**Passage for review:**

%%

Figure 2. Streptozotocin-induced hyperglycemia increases NFAT-dependent transcriptional activity

A. Blood glucose levels in NFAT-luc transgenic mice treated with STZ or vehicle. *P < 0.05 and ***P < 0.001 vs. vehicle. B. Correlation between luciferase activity (RLU μg^-1) and blood glucose levels at day 16 (N=12). C. NFAT- luciferase activity in aortas treated as in A, measured at day 8, 12 and 16 after the first STZ injection, normalized to vehicle. Luciferase activity in vehicle mice did not differ between days 8, 12 and 16. N=12-16 for each time point. *P < 0.05 vs. vehicle. D. Luciferase activity in aortas from diabetic NFAT-luc/NFATc3^+/+, NFAT-luc/NFATc3^+/- and NFAT-luc/NFATc3^-/- mice, measured at day 12 after the first STZ injection. Values are normalized to non-diabetic NFAT-luc/NFATc3^+/+ vehicle (dotted line). N=6-9 mice in each group. *P < 0.05 vs. vehicle.

Figure 3. Regulation of NFAT activity leads to changes in OPN protein expression in intact arteries

A. Confocal images showing expression of OPN (red, upper panels) in cerebral arteries and nuclear staining with SYTOX Green (lower panels). Arteries were stained immediately after dissection (fresh) or after 2d organ culture in the presence or absence of UTP (10 μmol/L, supplemented daily). Bars=50 μm. B. Summarized confocal data showing OPN expression in cerebral vessels cultured for 2d in 5 mmol/L and 25 mmol/L glucose (90.1 and 450.5 mg/dL respectively) with or without A-285222 (1 μmol/L) or apyrase (0.32 U/mL), or in 25 mmol/L mannitol. Values are normalized to 25 mmol/L glucose (N=13, 26-126 images analyzed in each group, ***P < 0.001 for 25 mmol/L glucose vs. all other bars). C. Summarized confocal data showing OPN expression in cerebral arteries cultured for 2d with or without UTP (10 μmol/L) in the presence or absence of A-285222 (1 μmol/L). Values are normalized to UTP (N=6, 26 to 75 images analyzed in each group, ***P < 0.001 for UTP vs. all other bars).

%%

**Material shown:**

%%

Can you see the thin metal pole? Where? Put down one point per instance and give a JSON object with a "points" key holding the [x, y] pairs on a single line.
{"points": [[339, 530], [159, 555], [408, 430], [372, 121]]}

%%
%%

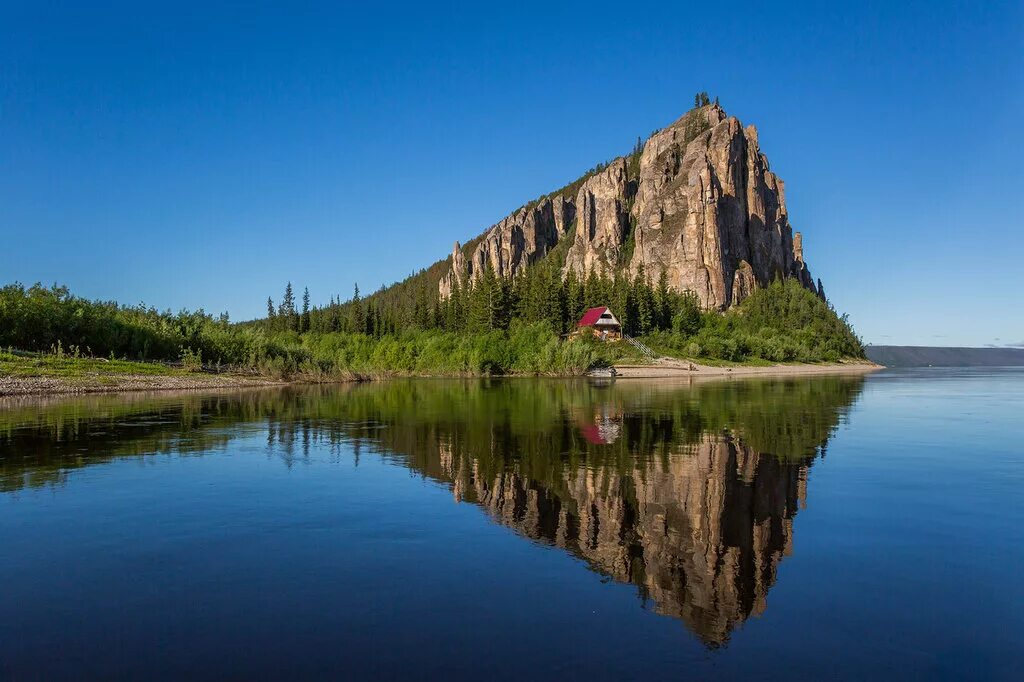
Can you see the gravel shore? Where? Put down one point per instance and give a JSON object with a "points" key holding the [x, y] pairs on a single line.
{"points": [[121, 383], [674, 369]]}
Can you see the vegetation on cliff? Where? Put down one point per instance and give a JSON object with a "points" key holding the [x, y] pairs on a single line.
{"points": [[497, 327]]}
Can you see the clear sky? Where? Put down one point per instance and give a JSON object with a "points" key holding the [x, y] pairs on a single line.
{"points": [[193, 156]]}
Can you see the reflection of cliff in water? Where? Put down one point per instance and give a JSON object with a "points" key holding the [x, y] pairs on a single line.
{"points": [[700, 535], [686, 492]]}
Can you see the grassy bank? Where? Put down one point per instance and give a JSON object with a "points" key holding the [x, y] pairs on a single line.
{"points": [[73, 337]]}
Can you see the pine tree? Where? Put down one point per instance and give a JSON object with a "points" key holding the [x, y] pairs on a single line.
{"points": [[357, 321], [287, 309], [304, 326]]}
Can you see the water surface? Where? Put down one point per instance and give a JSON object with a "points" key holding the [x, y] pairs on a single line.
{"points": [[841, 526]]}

%%

**What you need to do:**
**A.** Please copy the figure legends word for word, starting with "Figure 2. Streptozotocin-induced" and going on through "group. *P < 0.05 vs. vehicle.".
**B.** In the figure legends, what concentration of UTP was added to the cultured cerebral arteries?
The listing comes from a separate source.

**Task results:**
**A.**
Figure 2. Streptozotocin-induced hyperglycemia increases NFAT-dependent transcriptional activity

A. Blood glucose levels in NFAT-luc transgenic mice treated with STZ or vehicle. *P < 0.05 and ***P < 0.001 vs. vehicle. B. Correlation between luciferase activity (RLU μg^-1) and blood glucose levels at day 16 (N=12). C. NFAT- luciferase activity in aortas treated as in A, measured at day 8, 12 and 16 after the first STZ injection, normalized to vehicle. Luciferase activity in vehicle mice did not differ between days 8, 12 and 16. N=12-16 for each time point. *P < 0.05 vs. vehicle. D. Luciferase activity in aortas from diabetic NFAT-luc/NFATc3^+/+, NFAT-luc/NFATc3^+/- and NFAT-luc/NFATc3^-/- mice, measured at day 12 after the first STZ injection. Values are normalized to non-diabetic NFAT-luc/NFATc3^+/+ vehicle (dotted line). N=6-9 mice in each group. *P < 0.05 vs. vehicle.

**B.** 10 μmol/L